§ **Exercise set**
1 - Reproduce the passage of the essay on kitsch starting at "But kitsch is" and ending at "as graduate school.".
2 - In the essay on kitsch, who is named as the painter of the dogs-playing-poker paintings?

§ **Text to read**
------------------------------------
Vol.
9, No. 1, November 2007
Kitsch
Me If You Can, Doughboy
by
Eugene Halton
University of Notre Dame
ehalton@nd.edu
Back in the day, kitsch got a bad reputation as bad art. Not
only those dogs-playing-poker paintings by C. M. Coolidge, immortalized
on black velvet, or Mona Lisa t-shirts, but any stilted work
would qualify. The epitome of this tendency was expressed by
Clement Greenburg, who once stated of academic painting, “All
kitsch is academic, and conversely, all that is academic is kitsch.” Now
this seems to me an overly restrictive view of academic painting,
even though I like it as an apt description of academic life.
But kitsch is worse than bad art; it is a whole way of being.
It tends to be underappreciated how kitsch is one of the system
requirements of the Great Dehumanization Machine of globalizing
capitalism. In America, Big Zombie merrily ingests kitsch in
the varieties of ways it is constantly beamed at him and her:
eat‑kitsch, ad‑kitsch, franchise‑kitsch, mall‑kitsch,
Big Zombiemobile‑kitsch, lawn‑kitsch, Big Sport‑kitsch,
War kitsch, Holiday kitsch, and let’s not forget Academic
kitsch, with its textbooks and bureau-indoctrination techniques,
also known as graduate school.
------------------------------------
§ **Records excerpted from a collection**
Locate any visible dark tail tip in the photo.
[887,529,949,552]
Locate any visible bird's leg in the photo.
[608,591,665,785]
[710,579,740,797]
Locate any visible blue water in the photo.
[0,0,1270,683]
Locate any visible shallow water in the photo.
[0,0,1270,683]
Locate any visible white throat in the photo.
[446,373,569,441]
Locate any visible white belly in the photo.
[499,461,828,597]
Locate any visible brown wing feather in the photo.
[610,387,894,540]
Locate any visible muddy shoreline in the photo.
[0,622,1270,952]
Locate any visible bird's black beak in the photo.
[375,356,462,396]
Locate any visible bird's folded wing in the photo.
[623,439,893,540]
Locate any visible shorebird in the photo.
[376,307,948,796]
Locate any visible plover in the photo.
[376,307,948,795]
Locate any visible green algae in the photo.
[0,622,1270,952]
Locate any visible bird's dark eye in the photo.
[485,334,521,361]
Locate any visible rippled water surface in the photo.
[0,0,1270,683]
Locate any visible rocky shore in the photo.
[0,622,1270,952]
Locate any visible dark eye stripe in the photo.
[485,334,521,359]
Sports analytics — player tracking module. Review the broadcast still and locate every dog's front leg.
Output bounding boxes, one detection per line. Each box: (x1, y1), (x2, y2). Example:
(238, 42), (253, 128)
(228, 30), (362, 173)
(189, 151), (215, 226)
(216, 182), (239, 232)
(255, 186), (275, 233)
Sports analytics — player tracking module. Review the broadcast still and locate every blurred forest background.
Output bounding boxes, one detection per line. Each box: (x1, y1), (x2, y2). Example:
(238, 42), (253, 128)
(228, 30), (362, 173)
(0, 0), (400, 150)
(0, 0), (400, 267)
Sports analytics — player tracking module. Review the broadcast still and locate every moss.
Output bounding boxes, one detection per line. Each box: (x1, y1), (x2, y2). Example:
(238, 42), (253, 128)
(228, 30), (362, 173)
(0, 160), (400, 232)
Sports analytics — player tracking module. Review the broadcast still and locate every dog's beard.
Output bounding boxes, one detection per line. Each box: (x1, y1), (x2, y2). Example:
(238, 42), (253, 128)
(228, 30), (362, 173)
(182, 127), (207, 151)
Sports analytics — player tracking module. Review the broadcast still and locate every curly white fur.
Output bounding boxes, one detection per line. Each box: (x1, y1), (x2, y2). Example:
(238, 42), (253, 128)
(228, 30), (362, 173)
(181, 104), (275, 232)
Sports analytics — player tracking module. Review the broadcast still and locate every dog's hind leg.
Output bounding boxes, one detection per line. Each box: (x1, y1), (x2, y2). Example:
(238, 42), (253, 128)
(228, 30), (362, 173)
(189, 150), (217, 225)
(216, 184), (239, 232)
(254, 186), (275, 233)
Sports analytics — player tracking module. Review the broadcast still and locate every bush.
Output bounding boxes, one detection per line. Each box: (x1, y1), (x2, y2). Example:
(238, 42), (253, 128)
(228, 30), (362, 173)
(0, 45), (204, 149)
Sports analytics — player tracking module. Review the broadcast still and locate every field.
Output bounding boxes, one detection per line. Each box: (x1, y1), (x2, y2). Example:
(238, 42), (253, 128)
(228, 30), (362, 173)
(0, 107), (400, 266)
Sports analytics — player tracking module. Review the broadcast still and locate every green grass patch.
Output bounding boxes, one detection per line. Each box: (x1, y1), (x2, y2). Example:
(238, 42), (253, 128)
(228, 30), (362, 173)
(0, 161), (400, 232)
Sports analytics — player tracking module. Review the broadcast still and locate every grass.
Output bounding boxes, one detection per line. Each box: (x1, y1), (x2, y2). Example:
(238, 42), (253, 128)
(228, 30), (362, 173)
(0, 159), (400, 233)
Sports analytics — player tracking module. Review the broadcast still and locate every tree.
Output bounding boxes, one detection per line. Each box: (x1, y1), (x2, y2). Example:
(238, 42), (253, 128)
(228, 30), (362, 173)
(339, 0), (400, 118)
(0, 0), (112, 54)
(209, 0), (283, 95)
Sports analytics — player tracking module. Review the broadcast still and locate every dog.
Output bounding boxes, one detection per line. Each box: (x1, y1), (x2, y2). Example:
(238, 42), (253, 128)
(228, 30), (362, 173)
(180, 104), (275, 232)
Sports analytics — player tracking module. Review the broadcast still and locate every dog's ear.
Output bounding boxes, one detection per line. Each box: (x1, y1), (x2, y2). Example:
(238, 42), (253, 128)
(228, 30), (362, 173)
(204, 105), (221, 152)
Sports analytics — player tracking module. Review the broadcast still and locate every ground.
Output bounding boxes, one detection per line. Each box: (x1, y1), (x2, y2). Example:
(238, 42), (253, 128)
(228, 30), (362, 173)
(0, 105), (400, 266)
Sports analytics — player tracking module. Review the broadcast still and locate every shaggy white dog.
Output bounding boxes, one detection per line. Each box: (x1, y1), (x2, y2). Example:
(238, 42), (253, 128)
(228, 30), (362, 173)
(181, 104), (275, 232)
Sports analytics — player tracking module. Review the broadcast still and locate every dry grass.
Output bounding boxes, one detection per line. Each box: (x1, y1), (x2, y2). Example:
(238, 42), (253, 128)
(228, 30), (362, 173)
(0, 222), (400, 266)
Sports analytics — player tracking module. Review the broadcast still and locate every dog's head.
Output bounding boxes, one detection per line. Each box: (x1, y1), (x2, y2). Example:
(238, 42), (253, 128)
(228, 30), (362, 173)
------------------------------------
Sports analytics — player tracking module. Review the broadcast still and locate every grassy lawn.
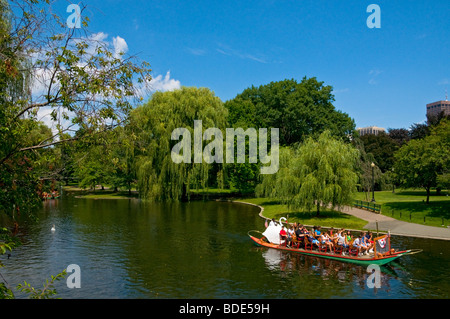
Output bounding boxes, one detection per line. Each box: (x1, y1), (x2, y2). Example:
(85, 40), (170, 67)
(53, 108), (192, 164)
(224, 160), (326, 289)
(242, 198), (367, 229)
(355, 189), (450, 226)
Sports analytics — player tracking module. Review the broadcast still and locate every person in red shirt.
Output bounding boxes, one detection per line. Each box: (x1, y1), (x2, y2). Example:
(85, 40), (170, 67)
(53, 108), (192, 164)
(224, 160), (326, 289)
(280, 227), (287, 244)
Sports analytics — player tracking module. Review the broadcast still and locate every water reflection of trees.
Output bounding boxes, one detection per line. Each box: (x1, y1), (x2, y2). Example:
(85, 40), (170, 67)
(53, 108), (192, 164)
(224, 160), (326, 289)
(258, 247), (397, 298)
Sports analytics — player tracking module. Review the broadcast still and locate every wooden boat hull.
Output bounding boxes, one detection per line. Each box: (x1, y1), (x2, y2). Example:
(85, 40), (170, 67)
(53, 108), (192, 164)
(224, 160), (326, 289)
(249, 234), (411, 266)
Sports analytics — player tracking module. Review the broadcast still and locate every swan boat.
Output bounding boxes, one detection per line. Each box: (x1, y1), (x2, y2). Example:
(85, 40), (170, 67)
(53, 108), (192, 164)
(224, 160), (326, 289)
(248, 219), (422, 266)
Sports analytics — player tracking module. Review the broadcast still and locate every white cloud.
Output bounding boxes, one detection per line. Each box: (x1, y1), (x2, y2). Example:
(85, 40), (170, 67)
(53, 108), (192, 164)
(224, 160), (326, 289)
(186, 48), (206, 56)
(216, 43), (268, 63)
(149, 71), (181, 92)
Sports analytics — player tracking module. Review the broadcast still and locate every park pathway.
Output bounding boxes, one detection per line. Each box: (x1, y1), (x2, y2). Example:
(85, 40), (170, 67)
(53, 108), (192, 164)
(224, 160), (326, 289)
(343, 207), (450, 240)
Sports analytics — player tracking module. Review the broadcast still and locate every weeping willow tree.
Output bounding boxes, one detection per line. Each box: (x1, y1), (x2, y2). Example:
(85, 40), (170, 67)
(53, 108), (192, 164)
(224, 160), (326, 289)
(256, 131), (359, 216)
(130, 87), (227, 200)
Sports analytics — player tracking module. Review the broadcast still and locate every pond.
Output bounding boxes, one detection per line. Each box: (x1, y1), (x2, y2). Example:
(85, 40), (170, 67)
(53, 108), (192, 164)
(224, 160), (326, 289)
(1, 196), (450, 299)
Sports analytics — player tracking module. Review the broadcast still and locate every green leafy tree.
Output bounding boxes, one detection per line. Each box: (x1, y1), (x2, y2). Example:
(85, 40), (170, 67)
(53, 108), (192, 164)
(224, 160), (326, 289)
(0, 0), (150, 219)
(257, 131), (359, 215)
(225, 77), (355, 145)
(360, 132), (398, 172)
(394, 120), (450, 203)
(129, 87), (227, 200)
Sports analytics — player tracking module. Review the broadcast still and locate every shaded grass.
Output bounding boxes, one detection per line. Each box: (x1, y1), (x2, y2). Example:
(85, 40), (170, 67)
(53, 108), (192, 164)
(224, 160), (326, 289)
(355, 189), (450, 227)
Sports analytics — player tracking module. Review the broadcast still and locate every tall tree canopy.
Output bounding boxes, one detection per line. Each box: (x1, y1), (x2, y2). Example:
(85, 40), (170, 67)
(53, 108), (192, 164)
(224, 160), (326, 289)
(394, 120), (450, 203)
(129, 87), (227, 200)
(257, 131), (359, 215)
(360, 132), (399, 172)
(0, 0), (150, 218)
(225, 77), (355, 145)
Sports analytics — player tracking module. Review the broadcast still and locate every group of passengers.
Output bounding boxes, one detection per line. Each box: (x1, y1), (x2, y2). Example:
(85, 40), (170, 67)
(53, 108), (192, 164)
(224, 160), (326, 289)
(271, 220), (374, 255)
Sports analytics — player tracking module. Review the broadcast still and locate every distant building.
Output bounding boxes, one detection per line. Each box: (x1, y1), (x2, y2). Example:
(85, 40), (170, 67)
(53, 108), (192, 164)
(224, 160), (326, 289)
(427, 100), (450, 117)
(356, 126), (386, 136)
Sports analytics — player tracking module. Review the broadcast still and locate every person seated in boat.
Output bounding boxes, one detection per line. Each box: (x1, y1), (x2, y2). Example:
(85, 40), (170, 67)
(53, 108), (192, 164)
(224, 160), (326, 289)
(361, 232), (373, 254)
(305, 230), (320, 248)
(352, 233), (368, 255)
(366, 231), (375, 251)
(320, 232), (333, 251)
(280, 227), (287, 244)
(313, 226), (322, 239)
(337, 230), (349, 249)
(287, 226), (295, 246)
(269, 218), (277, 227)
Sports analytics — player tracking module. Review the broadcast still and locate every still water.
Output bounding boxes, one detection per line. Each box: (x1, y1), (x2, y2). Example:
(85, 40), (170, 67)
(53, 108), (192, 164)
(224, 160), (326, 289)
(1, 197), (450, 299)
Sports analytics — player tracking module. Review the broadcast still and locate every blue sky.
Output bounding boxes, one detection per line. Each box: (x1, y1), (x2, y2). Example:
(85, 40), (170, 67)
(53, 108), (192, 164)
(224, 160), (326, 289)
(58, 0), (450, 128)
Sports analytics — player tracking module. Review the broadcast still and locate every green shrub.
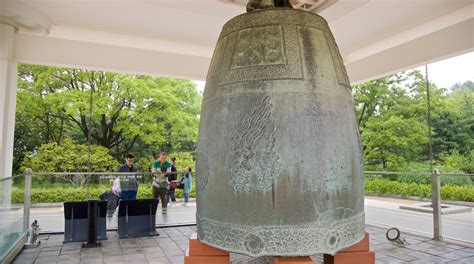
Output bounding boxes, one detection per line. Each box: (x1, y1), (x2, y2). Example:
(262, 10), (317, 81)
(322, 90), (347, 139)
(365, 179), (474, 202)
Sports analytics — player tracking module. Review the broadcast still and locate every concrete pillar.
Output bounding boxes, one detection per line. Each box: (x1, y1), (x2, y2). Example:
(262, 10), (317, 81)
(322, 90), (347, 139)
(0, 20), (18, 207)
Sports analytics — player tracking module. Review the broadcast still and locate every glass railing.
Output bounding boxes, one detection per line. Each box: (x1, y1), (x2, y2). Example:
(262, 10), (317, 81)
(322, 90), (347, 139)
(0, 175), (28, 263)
------------------------------------
§ **Answers per task**
1 -
But kitsch is worse than bad art; it is a whole way of being.
It tends to be underappreciated how kitsch is one of the system
requirements of the Great Dehumanization Machine of globalizing
capitalism. In America, Big Zombie merrily ingests kitsch in
the varieties of ways it is constantly beamed at him and her:
eat‑kitsch, ad‑kitsch, franchise‑kitsch, mall‑kitsch,
Big Zombiemobile‑kitsch, lawn‑kitsch, Big Sport‑kitsch,
War kitsch, Holiday kitsch, and let’s not forget Academic
kitsch, with its textbooks and bureau-indoctrination techniques,
also known as graduate school.

2 - C. M. Coolidge